• [WHAT THE TASK ASKS]:
Convert every line of the data below, between the line containing "Report one point per instance of the hungarian" and the line containing "[(848, 365), (406, 378), (125, 359), (453, 370)]", inclusive, into a JSON list of strings with one string per line, omitting any blank lines.

• [RECORDS SUPPLIED]:

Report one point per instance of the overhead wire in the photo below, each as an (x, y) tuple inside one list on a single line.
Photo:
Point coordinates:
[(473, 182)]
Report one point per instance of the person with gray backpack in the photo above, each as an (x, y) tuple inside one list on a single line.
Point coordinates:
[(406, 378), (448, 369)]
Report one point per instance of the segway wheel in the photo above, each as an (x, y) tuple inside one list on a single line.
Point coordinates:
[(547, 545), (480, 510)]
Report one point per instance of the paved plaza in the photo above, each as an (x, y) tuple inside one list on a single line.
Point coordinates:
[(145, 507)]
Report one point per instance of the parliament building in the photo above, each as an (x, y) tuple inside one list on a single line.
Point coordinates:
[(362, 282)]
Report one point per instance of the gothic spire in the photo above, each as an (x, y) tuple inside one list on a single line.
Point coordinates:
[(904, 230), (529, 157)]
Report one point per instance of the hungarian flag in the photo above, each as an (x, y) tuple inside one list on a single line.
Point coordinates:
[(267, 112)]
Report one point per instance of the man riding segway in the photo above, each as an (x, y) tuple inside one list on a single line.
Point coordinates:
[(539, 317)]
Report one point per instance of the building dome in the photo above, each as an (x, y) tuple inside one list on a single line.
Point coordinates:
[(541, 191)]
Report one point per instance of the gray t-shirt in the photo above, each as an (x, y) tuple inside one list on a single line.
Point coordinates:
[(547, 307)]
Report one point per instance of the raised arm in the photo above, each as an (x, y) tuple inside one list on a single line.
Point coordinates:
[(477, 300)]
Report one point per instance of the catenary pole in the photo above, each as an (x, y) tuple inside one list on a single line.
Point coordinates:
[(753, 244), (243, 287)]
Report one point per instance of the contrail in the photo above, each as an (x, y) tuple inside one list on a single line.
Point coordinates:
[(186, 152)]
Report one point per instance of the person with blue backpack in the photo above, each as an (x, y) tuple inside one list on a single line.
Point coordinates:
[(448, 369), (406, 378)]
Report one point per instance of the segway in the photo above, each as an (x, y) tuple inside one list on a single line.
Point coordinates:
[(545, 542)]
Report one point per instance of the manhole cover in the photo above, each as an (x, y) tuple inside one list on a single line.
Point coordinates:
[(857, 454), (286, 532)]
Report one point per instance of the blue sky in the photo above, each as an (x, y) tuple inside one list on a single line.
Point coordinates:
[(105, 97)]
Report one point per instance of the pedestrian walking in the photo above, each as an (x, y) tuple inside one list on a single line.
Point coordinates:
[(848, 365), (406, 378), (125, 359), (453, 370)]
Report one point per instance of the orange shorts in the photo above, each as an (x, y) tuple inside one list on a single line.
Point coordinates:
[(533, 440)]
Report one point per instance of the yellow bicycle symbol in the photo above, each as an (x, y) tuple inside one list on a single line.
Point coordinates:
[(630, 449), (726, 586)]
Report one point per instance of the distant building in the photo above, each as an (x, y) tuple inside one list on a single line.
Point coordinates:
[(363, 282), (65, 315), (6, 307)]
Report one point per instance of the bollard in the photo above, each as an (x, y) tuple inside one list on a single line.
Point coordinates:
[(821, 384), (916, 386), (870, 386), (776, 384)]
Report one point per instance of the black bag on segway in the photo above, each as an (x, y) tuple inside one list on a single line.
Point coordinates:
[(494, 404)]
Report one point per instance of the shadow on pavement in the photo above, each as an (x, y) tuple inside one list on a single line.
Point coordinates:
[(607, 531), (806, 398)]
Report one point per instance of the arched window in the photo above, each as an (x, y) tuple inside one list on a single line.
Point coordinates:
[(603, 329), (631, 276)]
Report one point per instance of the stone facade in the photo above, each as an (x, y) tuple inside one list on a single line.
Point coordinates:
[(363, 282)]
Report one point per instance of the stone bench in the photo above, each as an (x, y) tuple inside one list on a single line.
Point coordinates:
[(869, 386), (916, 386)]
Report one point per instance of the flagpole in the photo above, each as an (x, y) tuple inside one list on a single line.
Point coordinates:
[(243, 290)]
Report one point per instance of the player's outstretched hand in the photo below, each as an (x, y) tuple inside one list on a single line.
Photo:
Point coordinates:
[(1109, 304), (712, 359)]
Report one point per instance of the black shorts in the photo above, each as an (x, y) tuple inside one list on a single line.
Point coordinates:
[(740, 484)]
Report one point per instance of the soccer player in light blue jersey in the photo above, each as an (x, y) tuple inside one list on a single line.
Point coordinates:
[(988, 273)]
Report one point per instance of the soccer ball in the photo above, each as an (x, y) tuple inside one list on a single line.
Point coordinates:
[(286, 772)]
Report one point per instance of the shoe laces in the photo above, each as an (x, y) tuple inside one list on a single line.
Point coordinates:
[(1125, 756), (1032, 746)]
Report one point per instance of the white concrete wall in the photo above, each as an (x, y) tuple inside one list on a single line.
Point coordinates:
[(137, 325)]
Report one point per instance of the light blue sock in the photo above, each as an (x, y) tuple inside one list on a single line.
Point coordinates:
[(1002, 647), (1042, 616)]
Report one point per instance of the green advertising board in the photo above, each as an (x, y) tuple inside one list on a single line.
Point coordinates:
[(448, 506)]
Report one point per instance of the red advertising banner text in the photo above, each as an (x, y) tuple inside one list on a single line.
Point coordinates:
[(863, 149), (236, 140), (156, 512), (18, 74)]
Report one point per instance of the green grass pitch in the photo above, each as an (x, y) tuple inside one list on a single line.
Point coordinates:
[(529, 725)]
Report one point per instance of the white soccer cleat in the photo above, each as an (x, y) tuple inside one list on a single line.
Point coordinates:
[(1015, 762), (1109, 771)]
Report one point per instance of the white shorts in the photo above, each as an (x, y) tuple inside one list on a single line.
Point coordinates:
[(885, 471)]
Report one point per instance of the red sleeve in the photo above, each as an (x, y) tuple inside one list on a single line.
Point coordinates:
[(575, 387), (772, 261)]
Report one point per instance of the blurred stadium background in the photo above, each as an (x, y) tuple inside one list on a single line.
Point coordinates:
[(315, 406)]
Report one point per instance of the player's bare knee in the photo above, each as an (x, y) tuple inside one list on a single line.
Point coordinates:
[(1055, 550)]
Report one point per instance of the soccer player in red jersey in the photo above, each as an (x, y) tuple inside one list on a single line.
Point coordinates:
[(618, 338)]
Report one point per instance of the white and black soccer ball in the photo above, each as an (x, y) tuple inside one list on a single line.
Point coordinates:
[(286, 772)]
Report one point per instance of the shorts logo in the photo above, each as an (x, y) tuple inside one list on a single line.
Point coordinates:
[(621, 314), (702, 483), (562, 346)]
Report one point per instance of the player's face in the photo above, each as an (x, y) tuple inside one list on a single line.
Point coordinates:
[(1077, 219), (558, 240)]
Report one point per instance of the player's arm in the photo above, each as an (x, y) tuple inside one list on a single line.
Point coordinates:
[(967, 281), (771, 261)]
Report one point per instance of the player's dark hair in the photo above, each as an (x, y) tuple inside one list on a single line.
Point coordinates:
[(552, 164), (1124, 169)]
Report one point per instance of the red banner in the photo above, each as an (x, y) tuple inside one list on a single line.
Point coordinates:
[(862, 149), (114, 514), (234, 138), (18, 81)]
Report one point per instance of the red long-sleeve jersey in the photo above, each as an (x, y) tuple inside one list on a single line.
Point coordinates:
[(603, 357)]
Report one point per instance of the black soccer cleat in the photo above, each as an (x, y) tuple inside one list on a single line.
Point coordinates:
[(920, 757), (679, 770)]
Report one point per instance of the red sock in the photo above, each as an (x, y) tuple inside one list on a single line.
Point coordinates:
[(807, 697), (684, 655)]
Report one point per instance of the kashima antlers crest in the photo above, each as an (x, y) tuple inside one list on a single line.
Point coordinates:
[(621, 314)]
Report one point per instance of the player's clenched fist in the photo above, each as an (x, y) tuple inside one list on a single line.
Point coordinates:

• [EXPECTED ANSWER]:
[
  "Report one point per instance of the hungarian flag in the photo above, each as an (x, y) tuple inside one list on a single line.",
  "Point coordinates:",
  "[(267, 112)]",
  "Report one point per instance of the man riding segway in the photo above, each as an (x, y) tuple inside one list on a single line.",
  "Point coordinates:",
  "[(539, 317)]",
  "Report one point per instance of the building dome in the photo above, each as an (x, y) tuple inside one list on a single line.",
  "Point coordinates:",
  "[(541, 191)]",
  "Report one point per instance of the gray t-shirt in the photo above, each as an (x, y) tuple inside one list on a single line.",
  "Point coordinates:",
  "[(547, 307)]",
  "Report one point per instance of the raised arm in the photo above, each as an (x, y) tuple inside one list on a single line.",
  "Point coordinates:",
  "[(477, 300)]",
  "Report one point per instance of the catenary pole in the photo above, each as an (x, y) tuple inside one list on a single line.",
  "Point coordinates:",
  "[(753, 244), (243, 287)]",
  "Report one point per instance of the contrail in the photo above, each as an (x, y) tuple inside one list on a single line.",
  "Point coordinates:",
  "[(186, 152)]",
  "Report one point per instance of the person with blue backpack in the photo above, each as an (x, y) tuple inside one list on a single line.",
  "Point coordinates:",
  "[(448, 369), (406, 378)]",
  "Report one point per instance of the segway in the photo above, each as an (x, y) tuple inside one list on a single line.",
  "Point coordinates:",
  "[(545, 542)]",
  "Report one point per instance of the manhole cover in the photo above, each as an (x, y) tuple inside one list on a single line.",
  "Point coordinates:",
  "[(857, 454), (286, 532)]",
  "Report one point per instance of the blue sky in the photo above, each as an (x, y) tuple inside one list on a single line.",
  "Point coordinates:",
  "[(105, 97)]",
  "Report one point per instance of the pedestrian walking in the photo above, each as an (x, y) tuple inside one list on a single line.",
  "Point coordinates:",
  "[(848, 365), (406, 378), (125, 359), (453, 370)]"
]